» Stated exercise
Reproduce exactly the lines from the one containing "Q: Mark a point on every instance of the illuminated" through the last line of the records below, both included, and nothing else.

(Stored records)
■ ■ ■ ■ ■

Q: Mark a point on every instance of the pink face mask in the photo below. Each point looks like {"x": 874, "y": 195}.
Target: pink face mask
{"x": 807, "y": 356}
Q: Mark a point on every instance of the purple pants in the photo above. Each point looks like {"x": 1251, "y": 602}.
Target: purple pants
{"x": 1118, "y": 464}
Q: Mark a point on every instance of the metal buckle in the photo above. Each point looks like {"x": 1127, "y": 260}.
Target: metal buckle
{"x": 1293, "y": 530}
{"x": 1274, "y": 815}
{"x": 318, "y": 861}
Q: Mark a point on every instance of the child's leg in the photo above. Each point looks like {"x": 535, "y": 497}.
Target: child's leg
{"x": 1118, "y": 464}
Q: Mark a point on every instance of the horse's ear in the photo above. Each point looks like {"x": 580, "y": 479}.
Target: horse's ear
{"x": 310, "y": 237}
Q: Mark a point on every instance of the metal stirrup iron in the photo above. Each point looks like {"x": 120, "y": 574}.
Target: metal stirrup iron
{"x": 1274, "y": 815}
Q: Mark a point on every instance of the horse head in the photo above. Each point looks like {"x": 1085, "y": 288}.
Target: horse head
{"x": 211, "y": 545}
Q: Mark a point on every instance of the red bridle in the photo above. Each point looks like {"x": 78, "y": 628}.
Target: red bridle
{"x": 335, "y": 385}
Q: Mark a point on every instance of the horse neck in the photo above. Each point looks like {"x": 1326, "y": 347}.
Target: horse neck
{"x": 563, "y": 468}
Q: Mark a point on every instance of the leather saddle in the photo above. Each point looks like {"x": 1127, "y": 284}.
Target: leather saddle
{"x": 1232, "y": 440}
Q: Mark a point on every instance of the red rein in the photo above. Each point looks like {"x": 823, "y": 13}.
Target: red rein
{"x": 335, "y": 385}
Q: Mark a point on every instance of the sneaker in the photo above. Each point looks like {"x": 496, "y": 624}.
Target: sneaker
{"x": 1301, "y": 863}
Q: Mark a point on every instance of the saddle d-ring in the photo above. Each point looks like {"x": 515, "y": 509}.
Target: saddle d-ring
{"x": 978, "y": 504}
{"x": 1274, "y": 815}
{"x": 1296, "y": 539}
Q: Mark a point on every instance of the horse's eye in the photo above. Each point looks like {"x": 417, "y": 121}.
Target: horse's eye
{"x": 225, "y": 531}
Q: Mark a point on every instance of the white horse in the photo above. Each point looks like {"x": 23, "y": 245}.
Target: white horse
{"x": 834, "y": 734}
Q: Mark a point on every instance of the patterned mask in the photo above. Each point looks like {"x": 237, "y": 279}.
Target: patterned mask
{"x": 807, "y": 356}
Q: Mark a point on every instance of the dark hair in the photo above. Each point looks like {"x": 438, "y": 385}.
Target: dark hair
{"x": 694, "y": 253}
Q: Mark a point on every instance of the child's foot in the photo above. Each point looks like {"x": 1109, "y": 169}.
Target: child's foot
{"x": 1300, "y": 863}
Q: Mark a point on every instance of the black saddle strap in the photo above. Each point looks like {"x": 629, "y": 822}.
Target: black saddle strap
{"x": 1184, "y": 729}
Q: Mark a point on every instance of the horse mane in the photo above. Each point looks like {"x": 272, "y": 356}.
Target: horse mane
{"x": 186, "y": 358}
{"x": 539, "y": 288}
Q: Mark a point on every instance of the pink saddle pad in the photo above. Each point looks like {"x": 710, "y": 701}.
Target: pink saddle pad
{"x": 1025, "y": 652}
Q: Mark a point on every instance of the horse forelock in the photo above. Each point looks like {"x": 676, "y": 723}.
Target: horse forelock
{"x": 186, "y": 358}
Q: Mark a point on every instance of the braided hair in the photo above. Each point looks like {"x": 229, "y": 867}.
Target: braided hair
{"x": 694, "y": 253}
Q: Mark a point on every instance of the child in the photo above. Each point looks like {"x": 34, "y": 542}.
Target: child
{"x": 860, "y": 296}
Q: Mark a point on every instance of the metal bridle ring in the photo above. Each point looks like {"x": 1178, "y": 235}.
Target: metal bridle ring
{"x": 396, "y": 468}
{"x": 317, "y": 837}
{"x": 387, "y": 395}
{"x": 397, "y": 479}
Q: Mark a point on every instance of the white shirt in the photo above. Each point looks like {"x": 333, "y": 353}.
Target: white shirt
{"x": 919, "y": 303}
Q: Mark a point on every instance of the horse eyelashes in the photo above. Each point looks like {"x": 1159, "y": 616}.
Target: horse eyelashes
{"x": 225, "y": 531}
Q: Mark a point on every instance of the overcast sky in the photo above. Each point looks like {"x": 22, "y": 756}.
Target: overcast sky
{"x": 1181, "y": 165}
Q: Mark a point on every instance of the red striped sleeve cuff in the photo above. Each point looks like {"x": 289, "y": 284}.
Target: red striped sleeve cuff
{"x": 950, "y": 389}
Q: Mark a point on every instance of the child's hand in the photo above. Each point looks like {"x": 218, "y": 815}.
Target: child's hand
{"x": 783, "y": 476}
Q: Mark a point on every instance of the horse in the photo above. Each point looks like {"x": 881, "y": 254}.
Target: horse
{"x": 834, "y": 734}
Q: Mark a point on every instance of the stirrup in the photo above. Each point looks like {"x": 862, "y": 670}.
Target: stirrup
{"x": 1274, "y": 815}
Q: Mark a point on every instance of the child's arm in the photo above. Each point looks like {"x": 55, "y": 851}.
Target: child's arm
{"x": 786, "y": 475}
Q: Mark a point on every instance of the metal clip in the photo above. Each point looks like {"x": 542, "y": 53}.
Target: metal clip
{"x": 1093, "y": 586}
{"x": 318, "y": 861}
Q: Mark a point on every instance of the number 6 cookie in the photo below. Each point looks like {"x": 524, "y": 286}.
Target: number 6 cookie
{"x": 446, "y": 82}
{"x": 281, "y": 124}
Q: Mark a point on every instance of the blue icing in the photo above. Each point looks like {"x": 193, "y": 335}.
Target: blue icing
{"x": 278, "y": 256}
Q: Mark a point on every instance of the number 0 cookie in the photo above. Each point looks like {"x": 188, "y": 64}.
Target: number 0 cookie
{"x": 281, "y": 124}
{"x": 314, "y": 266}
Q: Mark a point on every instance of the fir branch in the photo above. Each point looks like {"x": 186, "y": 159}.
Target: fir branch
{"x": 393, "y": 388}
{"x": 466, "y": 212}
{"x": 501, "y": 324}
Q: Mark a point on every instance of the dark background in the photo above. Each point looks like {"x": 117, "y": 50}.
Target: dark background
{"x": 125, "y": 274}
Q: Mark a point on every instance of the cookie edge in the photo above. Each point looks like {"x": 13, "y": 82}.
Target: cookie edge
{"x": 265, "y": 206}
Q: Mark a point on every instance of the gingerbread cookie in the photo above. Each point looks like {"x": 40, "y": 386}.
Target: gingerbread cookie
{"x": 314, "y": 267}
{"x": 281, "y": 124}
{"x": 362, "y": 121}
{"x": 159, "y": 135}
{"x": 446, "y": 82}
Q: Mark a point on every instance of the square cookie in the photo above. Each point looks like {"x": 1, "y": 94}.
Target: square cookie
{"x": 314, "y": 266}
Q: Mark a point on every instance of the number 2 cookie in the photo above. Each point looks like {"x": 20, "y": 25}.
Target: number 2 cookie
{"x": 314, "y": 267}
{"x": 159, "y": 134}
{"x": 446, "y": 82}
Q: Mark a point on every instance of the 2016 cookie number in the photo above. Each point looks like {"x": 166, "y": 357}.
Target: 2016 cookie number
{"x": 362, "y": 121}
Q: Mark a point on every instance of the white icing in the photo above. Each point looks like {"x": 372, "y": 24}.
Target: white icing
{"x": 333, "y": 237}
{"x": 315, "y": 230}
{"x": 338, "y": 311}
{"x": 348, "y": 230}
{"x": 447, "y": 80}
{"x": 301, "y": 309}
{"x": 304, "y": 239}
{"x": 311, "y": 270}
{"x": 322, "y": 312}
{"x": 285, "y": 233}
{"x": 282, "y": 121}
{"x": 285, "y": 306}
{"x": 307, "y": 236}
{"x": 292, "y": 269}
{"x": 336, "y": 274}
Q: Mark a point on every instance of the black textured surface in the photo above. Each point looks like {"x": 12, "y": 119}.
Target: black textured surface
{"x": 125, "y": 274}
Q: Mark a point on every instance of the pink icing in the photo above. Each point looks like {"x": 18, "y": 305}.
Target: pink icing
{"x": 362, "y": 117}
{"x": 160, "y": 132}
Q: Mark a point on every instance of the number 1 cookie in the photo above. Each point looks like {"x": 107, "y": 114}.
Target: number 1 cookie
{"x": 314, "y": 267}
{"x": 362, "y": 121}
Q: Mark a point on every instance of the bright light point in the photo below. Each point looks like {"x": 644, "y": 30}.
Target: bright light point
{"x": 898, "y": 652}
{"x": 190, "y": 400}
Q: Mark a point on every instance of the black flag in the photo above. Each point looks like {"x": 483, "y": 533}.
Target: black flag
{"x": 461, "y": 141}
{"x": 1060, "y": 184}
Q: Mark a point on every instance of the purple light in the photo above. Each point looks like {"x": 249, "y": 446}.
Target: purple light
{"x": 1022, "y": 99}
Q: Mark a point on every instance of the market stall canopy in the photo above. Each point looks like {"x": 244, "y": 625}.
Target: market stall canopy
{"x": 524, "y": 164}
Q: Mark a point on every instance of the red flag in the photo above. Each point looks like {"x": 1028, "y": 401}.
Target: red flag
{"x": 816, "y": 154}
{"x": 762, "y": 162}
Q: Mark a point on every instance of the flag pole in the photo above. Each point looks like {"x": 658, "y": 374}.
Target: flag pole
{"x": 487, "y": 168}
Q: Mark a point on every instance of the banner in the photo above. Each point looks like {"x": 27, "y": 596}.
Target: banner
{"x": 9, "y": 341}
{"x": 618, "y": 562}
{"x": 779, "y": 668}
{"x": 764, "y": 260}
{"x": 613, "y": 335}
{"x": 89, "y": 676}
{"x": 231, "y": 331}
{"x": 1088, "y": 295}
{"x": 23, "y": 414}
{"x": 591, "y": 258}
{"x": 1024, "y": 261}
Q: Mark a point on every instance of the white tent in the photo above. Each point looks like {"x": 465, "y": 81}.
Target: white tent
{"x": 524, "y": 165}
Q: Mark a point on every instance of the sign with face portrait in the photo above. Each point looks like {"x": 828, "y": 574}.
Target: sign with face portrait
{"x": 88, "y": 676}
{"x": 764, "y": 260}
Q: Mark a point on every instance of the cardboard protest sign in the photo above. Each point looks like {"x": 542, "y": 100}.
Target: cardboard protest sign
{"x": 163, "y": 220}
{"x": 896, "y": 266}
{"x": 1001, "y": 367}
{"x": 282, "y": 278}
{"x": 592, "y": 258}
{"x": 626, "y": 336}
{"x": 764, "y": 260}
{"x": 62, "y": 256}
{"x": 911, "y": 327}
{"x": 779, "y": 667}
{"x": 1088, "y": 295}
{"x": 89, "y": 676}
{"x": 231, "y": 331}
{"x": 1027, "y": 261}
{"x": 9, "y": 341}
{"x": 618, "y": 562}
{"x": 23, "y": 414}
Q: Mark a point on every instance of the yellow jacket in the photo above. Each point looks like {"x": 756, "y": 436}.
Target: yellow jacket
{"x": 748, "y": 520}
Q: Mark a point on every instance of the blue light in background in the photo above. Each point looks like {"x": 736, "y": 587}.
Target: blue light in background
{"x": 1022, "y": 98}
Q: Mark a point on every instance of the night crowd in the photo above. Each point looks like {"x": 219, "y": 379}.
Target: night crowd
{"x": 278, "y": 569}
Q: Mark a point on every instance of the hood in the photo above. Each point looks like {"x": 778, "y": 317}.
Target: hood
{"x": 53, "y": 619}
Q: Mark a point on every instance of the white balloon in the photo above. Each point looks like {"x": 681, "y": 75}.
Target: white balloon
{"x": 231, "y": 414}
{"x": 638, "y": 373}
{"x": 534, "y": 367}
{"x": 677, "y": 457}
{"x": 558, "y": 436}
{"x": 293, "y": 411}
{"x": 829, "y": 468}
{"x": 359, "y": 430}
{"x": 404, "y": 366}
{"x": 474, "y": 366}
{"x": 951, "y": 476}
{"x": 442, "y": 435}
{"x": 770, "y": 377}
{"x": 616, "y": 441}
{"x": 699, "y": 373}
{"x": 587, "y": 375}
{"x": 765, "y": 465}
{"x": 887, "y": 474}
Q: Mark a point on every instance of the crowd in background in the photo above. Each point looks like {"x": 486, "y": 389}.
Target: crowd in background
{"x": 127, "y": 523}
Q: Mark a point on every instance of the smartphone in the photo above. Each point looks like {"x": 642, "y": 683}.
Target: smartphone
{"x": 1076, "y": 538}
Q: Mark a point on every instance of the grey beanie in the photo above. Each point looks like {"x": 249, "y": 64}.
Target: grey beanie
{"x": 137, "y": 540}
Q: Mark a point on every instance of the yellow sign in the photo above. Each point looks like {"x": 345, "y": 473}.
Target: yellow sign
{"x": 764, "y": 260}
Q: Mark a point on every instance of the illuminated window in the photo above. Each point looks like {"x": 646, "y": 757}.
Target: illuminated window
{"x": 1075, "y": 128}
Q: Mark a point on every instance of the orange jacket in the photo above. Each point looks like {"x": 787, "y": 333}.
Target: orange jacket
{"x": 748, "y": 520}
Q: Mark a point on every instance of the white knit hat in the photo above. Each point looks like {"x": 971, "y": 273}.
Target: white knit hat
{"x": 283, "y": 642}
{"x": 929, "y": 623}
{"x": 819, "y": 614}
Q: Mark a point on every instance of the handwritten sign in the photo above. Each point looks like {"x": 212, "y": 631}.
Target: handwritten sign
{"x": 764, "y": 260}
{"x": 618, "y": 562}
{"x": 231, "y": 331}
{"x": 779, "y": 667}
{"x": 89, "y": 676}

■ ■ ■ ■ ■

» Solution for this exercise
Q: Mark a point on every instance of the illuminated window in the photo above. Each point looks like {"x": 646, "y": 757}.
Target: illuminated window
{"x": 1075, "y": 128}
Q: Mark a point on every instance of the orange jacket in the photo above. Each point looks like {"x": 787, "y": 333}.
Target: orange jacket
{"x": 748, "y": 520}
Q: Mark a point on every instance of the white knit hat in the photo above. Each point looks like {"x": 971, "y": 273}.
Target: white knit hat
{"x": 283, "y": 642}
{"x": 929, "y": 623}
{"x": 819, "y": 614}
Q: Mark a point on every instance of the handwritten sign in the photo above. Each point looks like {"x": 212, "y": 631}.
Target: handwritten sign
{"x": 764, "y": 260}
{"x": 618, "y": 562}
{"x": 231, "y": 331}
{"x": 779, "y": 667}
{"x": 89, "y": 676}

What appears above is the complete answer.